● PROBLEM STATEMENT: Count the rows below that contain the word "brick" and give only that number.

** begin DATASET ROWS **

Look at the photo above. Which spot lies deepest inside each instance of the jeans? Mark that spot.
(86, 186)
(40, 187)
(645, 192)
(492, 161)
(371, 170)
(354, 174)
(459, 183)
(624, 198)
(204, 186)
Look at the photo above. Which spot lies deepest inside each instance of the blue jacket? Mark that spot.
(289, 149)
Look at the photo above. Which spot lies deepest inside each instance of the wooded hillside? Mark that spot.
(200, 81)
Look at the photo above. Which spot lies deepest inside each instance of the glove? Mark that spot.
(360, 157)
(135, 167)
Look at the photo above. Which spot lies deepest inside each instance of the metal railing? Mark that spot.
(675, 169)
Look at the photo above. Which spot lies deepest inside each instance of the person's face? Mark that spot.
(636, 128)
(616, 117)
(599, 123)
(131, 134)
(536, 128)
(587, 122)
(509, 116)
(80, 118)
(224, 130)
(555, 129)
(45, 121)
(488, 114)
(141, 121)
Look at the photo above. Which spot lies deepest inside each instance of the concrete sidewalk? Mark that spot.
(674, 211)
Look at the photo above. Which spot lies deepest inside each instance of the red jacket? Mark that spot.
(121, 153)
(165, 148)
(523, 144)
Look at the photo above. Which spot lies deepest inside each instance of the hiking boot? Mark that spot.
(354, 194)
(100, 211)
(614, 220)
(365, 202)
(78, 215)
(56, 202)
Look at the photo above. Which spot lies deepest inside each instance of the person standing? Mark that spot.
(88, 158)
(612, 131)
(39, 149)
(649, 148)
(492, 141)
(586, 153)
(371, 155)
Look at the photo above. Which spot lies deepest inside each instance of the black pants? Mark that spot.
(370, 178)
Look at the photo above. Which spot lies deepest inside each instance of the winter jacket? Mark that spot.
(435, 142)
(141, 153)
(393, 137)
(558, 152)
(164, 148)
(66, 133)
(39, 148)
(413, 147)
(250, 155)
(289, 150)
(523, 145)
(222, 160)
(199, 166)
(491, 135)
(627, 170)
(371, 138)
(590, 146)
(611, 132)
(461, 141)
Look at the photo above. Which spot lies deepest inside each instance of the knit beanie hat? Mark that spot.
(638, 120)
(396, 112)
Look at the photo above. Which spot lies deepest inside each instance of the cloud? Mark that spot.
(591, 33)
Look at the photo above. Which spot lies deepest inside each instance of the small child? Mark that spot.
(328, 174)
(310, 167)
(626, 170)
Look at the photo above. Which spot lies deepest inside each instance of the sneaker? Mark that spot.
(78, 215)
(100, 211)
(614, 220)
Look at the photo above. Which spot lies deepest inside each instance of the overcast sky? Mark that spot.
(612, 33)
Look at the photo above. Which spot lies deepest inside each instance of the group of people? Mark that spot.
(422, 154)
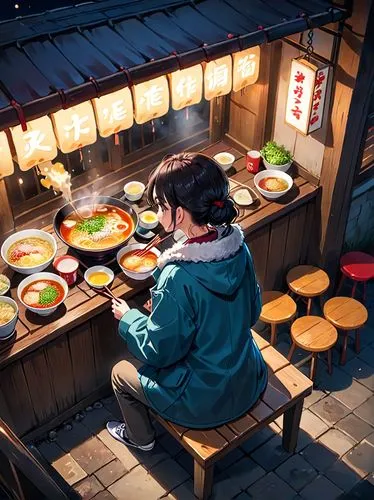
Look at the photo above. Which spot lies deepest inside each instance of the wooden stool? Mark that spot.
(357, 266)
(277, 308)
(313, 334)
(308, 282)
(346, 314)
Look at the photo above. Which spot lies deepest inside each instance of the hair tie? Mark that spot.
(219, 203)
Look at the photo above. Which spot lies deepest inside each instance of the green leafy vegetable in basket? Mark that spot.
(92, 225)
(275, 154)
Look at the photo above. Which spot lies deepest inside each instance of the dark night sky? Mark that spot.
(9, 9)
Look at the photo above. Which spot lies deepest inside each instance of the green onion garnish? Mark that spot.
(48, 295)
(92, 225)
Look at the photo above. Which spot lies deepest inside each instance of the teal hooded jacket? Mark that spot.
(202, 367)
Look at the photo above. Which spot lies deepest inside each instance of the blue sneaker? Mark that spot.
(118, 431)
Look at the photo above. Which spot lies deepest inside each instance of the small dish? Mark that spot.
(42, 311)
(136, 275)
(95, 276)
(7, 329)
(4, 284)
(272, 195)
(134, 190)
(225, 160)
(243, 197)
(148, 219)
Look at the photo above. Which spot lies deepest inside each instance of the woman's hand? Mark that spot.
(119, 308)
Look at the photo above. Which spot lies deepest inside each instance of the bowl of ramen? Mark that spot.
(99, 276)
(134, 190)
(4, 284)
(29, 251)
(137, 267)
(224, 159)
(42, 293)
(8, 317)
(273, 184)
(99, 228)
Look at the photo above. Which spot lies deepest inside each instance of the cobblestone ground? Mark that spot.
(334, 457)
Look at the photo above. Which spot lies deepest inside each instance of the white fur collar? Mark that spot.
(219, 249)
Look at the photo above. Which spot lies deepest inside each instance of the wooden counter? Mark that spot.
(58, 363)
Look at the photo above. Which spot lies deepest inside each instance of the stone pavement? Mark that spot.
(334, 458)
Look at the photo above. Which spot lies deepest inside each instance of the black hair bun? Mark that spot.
(226, 215)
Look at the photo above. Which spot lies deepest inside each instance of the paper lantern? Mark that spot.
(151, 99)
(36, 145)
(218, 77)
(246, 66)
(186, 87)
(306, 96)
(74, 127)
(6, 162)
(114, 112)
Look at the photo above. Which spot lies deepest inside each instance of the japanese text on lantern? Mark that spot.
(151, 99)
(36, 145)
(6, 162)
(186, 87)
(300, 92)
(318, 101)
(246, 67)
(218, 77)
(74, 127)
(114, 112)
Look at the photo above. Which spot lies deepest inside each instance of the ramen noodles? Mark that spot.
(7, 312)
(102, 228)
(29, 252)
(139, 264)
(41, 294)
(273, 184)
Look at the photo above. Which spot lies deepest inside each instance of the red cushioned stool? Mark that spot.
(359, 267)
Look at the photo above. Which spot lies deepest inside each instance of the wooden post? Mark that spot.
(291, 424)
(203, 481)
(354, 83)
(6, 214)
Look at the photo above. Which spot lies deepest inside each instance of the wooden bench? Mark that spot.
(285, 394)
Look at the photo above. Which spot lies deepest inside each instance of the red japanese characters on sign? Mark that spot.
(306, 95)
(318, 101)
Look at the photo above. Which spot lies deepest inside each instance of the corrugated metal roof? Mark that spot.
(60, 52)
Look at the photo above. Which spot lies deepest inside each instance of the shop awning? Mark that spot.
(68, 55)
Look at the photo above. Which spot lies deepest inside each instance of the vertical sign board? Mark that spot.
(6, 161)
(306, 96)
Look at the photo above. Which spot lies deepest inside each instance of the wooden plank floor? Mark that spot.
(82, 303)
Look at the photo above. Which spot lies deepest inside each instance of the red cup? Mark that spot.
(252, 161)
(67, 268)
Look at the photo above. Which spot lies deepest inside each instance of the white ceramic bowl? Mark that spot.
(279, 168)
(272, 195)
(220, 158)
(45, 311)
(132, 274)
(28, 233)
(137, 196)
(98, 269)
(148, 225)
(8, 328)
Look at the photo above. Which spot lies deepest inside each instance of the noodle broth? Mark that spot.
(42, 294)
(100, 229)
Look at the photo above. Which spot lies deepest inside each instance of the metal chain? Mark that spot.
(310, 48)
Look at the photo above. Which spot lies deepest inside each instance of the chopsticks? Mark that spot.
(156, 241)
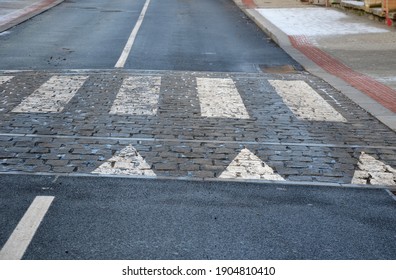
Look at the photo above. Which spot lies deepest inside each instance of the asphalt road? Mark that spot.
(175, 35)
(119, 218)
(115, 218)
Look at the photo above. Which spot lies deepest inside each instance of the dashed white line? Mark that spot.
(16, 245)
(219, 98)
(137, 96)
(52, 96)
(128, 47)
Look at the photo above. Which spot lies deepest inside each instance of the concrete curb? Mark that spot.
(383, 114)
(261, 182)
(28, 12)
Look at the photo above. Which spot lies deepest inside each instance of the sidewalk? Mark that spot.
(354, 54)
(15, 12)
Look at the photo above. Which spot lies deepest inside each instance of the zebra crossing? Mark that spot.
(193, 125)
(141, 95)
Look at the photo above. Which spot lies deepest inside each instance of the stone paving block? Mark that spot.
(181, 142)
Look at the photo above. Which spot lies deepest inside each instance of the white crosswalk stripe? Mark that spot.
(374, 172)
(219, 98)
(248, 166)
(52, 96)
(127, 162)
(137, 96)
(4, 79)
(305, 102)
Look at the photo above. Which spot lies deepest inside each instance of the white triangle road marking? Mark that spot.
(248, 166)
(373, 172)
(4, 79)
(127, 162)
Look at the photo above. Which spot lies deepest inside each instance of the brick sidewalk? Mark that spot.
(354, 49)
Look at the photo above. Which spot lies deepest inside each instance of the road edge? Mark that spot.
(378, 111)
(27, 13)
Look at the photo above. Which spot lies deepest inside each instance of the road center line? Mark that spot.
(16, 245)
(128, 47)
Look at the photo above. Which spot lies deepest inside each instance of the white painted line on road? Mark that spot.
(248, 166)
(374, 172)
(305, 102)
(219, 98)
(137, 96)
(127, 162)
(52, 96)
(4, 79)
(128, 47)
(16, 245)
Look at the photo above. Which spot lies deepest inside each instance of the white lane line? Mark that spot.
(127, 162)
(137, 96)
(4, 79)
(305, 102)
(16, 245)
(248, 166)
(52, 96)
(128, 47)
(219, 98)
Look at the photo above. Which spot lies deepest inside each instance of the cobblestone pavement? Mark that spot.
(264, 126)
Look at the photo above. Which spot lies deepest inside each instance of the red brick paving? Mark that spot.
(249, 4)
(379, 92)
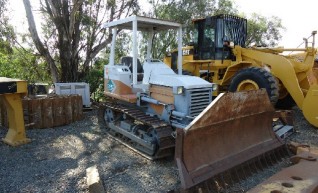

** end DATASET ROWS **

● RESPONSE: 2